▸ Materials provided:
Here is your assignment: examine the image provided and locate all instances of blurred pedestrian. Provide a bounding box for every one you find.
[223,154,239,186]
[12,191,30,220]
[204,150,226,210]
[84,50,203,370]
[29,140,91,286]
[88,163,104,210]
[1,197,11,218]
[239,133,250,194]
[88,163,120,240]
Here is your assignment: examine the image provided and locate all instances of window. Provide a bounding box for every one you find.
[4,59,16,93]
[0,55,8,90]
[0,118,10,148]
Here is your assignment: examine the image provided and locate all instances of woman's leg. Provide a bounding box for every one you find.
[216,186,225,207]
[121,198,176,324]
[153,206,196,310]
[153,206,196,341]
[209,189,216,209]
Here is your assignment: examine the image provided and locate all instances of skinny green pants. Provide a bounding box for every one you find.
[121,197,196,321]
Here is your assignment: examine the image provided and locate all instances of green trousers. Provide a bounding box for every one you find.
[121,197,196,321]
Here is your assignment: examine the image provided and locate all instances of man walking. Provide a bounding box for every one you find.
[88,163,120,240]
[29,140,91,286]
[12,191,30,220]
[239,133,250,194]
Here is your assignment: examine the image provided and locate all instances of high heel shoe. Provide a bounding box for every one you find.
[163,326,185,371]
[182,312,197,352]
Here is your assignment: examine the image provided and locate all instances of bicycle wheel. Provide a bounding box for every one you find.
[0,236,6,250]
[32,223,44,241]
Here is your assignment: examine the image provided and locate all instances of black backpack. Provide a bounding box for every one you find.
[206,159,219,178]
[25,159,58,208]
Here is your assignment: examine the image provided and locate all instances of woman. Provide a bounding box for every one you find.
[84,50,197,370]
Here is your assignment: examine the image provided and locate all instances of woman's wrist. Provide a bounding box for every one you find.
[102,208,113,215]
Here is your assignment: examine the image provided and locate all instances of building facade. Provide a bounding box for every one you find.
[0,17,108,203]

▸ Exercise description: Write out each item above word for word, in the order given.

▸ Exercise response:
Here is your assignment: examine the image provided and locate all instances of blurred pedestrian. Provide a bounding box for every one you find.
[223,154,239,186]
[12,191,30,220]
[204,150,226,210]
[84,50,203,370]
[29,140,91,286]
[88,163,104,210]
[1,197,11,218]
[239,133,250,194]
[88,163,120,240]
Here is your assignment: examine the image provided and locate all instances of window. Provide a bounding box for every one you find.
[4,59,16,93]
[0,55,8,90]
[0,118,10,148]
Here is your assignment: examine the image provided and locate all instances of woman's leg. Provide a bounding box for every one you find.
[216,186,225,207]
[121,198,176,324]
[153,206,196,310]
[153,206,196,341]
[209,189,216,209]
Here is your assignment: examine the image provided and locate all instances of skinny green pants. Provide a bounding box for every one you find.
[121,197,196,321]
Here is your assignment: examine the image provided and locate all instances of green trousers. Provide a bounding box for every one you find.
[121,197,196,321]
Here is your assignment: examine the image provided and locate all instances of man walking. Provide a bounding box for every one you find.
[88,163,120,240]
[29,140,91,286]
[12,191,30,220]
[239,133,250,194]
Here is your assignment: examine the image provided and locate all instances of high heel shoe. Provide a bounding box for every one you find.
[163,326,185,371]
[182,312,197,352]
Here is your assignment: examine the image provided and locate all instances of bicycle wheel. Provide a bounding box for every one you find.
[0,236,6,250]
[32,223,44,241]
Here is your assignment: examine the image provided and locate all instances of black backpack. Provide a bounding box for every one you find.
[206,159,219,178]
[25,159,58,208]
Here is your assignment: examine the image provided and locate all instances of woman. Provide a bounding box for every one you find.
[84,50,197,370]
Here is your assignment: examine the image provided and locate all instances of woman's wrist. Provide a bounding box for every one you find.
[102,208,113,215]
Here is your assignment: examine the image provided and locate all instances of building facade. Provide a bounding box for every one you find.
[0,17,108,203]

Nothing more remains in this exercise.